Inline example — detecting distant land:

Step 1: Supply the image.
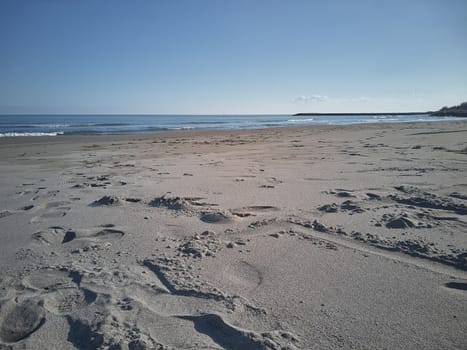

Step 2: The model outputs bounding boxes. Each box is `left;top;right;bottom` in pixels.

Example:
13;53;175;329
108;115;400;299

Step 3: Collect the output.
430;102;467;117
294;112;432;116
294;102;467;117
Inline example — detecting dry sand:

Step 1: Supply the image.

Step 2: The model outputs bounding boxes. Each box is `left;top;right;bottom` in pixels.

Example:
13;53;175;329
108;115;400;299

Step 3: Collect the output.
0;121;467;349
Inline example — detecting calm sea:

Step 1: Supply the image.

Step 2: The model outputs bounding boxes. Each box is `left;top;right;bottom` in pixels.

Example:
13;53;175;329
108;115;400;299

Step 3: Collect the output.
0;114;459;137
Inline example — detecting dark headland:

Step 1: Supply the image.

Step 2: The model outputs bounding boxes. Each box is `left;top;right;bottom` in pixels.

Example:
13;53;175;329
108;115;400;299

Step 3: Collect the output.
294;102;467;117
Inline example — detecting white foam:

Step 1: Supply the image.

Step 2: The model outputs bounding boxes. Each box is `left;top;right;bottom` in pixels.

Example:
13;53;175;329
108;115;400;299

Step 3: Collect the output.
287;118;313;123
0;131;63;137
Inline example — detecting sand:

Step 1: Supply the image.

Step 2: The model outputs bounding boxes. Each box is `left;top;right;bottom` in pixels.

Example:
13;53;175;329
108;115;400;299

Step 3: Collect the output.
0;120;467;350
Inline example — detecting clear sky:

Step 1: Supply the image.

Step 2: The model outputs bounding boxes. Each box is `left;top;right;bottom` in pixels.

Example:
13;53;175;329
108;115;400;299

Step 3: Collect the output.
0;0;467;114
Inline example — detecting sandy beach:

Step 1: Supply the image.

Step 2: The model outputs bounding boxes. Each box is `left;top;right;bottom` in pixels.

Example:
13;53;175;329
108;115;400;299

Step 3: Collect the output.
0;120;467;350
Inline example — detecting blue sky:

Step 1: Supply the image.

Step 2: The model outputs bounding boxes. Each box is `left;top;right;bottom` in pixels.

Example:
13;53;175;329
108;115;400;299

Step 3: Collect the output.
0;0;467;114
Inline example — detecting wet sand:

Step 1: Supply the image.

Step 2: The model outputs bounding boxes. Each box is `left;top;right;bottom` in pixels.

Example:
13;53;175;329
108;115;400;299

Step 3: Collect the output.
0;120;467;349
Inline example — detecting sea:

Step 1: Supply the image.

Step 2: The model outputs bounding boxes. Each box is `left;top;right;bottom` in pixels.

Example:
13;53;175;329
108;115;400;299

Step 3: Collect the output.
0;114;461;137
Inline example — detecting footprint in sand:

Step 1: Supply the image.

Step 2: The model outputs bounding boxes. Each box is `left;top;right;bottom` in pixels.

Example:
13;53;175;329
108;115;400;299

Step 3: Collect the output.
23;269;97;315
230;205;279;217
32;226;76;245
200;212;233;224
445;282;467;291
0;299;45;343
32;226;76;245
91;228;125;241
══════════════════════════════
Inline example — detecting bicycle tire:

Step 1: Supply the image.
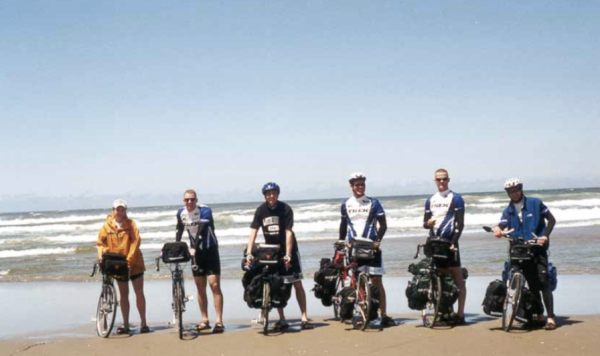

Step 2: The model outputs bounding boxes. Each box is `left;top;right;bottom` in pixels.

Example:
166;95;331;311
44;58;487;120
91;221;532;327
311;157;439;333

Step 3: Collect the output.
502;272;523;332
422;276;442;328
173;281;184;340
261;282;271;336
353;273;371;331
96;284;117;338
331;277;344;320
══════════════════════════════
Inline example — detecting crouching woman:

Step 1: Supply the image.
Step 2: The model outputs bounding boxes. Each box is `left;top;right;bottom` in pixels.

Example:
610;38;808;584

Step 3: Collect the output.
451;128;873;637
══════════════════════════════
→ Problem to work on
Count the lines in the records above that contain the string "white". Matching is case-sensitive. Give only the number.

→ Solution to the problem
1